* **Aim of the task**:
Take the entries below and print all of them exactly, please.

* **Dataset entries**:
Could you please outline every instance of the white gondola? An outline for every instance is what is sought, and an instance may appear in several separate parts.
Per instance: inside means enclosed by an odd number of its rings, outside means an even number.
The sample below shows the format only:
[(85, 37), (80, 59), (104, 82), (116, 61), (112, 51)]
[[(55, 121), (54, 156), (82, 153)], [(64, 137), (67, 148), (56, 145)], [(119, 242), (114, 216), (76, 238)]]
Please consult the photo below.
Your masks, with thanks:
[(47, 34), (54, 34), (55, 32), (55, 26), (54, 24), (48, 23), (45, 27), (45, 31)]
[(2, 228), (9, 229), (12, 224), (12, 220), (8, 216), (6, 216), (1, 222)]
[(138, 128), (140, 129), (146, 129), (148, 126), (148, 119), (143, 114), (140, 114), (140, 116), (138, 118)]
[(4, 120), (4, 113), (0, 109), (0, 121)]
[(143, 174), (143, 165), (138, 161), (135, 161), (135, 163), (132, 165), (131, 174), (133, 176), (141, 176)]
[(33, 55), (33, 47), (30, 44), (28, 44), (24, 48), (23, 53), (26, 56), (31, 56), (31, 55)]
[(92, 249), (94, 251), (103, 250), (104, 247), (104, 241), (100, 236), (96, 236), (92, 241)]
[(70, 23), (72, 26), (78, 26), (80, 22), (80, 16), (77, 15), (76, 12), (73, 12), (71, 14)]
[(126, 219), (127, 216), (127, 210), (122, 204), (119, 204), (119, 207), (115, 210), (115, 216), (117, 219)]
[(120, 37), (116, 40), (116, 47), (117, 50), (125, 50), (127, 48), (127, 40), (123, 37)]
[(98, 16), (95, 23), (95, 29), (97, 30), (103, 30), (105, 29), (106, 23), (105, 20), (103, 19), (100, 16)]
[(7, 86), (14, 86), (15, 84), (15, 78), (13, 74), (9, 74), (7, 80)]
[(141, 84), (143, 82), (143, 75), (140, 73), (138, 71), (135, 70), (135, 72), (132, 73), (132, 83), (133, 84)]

* **Result for this exercise**:
Could you please outline every instance of the white gondola? An outline for every instance is what is sought, and an instance may appear in several separate parts.
Per instance: inside means enclosed by an odd number of its rings, outside means an even number.
The sample below shows the format only:
[(85, 37), (80, 59), (104, 82), (116, 61), (112, 51)]
[[(55, 121), (54, 156), (82, 153)], [(64, 137), (67, 148), (56, 145)], [(119, 242), (114, 216), (76, 238)]]
Please consult the photo below.
Your masks, with thanks:
[(47, 34), (54, 34), (55, 32), (55, 26), (54, 24), (48, 23), (45, 27), (45, 31)]
[(2, 228), (9, 229), (12, 224), (12, 220), (8, 216), (6, 216), (1, 222)]
[(138, 128), (140, 129), (146, 129), (148, 126), (148, 119), (143, 114), (140, 114), (140, 116), (138, 118)]
[(4, 120), (4, 113), (0, 109), (0, 121)]
[(143, 174), (143, 165), (138, 161), (135, 161), (135, 163), (132, 165), (131, 174), (133, 176), (141, 176)]
[(33, 55), (33, 47), (30, 44), (28, 44), (24, 48), (23, 53), (26, 56), (31, 56), (31, 55)]
[(92, 249), (94, 251), (103, 250), (104, 247), (104, 241), (100, 236), (96, 236), (92, 241)]
[(70, 23), (72, 26), (78, 26), (80, 22), (80, 16), (77, 15), (76, 12), (73, 12), (71, 14)]
[(126, 219), (127, 216), (127, 210), (122, 204), (119, 204), (119, 207), (115, 210), (115, 216), (117, 219)]
[(120, 37), (116, 40), (116, 47), (117, 50), (125, 50), (127, 48), (127, 40), (123, 37)]
[(98, 16), (95, 23), (95, 29), (97, 30), (103, 30), (105, 29), (106, 23), (105, 20), (103, 19), (100, 16)]
[(7, 86), (14, 86), (15, 84), (15, 78), (13, 74), (9, 74), (7, 80)]
[(141, 84), (143, 82), (143, 75), (140, 73), (138, 71), (135, 70), (135, 72), (132, 73), (132, 83), (133, 84)]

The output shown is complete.